Text:

-=-=-=-=-

Re: lock_kernel called under spinlock in NFS

From: Trond Myklebust
Date: Thu Jun 01 2006 - 16:13:02 EST


On Thu, 2006-06-01 at 15:55 -0400, Joe Korty wrote:
> Tree 5fdccf2354269702f71beb8e0a2942e4167fd992
>
> [PATCH] vfs: *at functions: core
>
> introduced a bug where lock_kernel() can be called from
> under a spinlock. To trigger the bug one must have
> CONFIG_PREEMPT_BKL=y and be using NFS heavily. It is
> somewhat rare and, so far, haven't traced down the userland
> sequence that causes the fatal path to be taken.
>
> The bug was caused by the insertion into do_path_lookup()
> of a call to file_permission(). do_path_lookup()
> read-locks current->fs->lock for most of its operation.
> file_permission() calls permission() which calls
> nfs_permission(), which has one path through it
> that uses lock_kernel().
>
> I am not sure how to fix this bug. It is not clear what
> the lock_kernel() call is protecting. Nor is it clear why,
> as part of the introduction of the openat() etc services,
> it was desirable to add a call to file_permission()

-=-=-=-=-

Problem A: List every function name written with trailing parentheses in the message about the NFS locking bug, in the order each first appears.
Problem B: Continue the message about the NFS locking bug from its last line.

-=-=-=-=-

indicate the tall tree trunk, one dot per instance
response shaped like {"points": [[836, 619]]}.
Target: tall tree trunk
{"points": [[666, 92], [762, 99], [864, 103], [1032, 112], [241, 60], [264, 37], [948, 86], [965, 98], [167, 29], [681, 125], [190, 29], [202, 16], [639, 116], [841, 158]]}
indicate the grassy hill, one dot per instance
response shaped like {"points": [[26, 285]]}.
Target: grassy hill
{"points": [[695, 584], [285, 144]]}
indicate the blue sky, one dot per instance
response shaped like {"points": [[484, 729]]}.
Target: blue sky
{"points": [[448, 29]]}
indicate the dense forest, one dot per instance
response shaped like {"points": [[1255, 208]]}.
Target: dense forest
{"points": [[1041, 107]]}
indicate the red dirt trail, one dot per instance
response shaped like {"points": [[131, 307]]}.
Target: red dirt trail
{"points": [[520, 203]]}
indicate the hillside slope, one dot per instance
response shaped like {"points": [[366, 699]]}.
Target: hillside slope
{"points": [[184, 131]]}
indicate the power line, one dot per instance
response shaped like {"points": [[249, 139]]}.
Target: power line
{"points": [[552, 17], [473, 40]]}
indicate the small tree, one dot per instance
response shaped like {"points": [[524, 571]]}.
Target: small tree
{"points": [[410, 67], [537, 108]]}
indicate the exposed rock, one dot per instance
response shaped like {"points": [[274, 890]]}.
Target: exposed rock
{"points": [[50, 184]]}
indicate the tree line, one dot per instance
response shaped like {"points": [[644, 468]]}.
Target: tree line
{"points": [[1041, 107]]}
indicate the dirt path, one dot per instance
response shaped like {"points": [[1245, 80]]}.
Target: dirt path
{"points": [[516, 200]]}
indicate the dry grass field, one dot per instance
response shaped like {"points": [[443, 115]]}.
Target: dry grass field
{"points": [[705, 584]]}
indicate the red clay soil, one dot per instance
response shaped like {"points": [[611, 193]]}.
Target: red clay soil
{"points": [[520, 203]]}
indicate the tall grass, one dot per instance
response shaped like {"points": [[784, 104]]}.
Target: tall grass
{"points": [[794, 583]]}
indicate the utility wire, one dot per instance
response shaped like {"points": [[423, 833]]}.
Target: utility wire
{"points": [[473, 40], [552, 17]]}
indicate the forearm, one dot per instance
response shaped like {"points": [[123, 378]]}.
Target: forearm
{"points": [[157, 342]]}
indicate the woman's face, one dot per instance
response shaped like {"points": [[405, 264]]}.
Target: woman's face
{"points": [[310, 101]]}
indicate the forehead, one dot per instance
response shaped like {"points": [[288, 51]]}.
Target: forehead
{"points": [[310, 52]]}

-=-=-=-=-

Written reply A: lock_kernel(), do_path_lookup(), file_permission(), permission(), nfs_permission(), openat()

Written reply B:
> to do_path_lookup().
>
> For now, I plan to turn off CONFIG_PREEMPT_BKL.

Nowhere should anyone be calling file_permission() under a spinlock.

Why would you need to read-protect current->fs in the case where you are
starting from a file? The correct thing to do there would appear to be
to read_protect only the cases where (*name=='/') and (dfd == AT_FDCWD).

Something like the attached patch...

Cheers,
Trond
commit 9ac4cdbb32d593132e03ecf9679e6bbfe04ed358
Author: Trond Myklebust <Trond.Myklebust@xxxxxxxxxx>
Date: Thu Jun 1 16:12:47 2006 -0400

fs/namei.c: Call to file_permission() under a spinlock in do_lookup_path()

We should in any case not need to hold the current->fs->lock for a codepath
that doesn't use current->fs.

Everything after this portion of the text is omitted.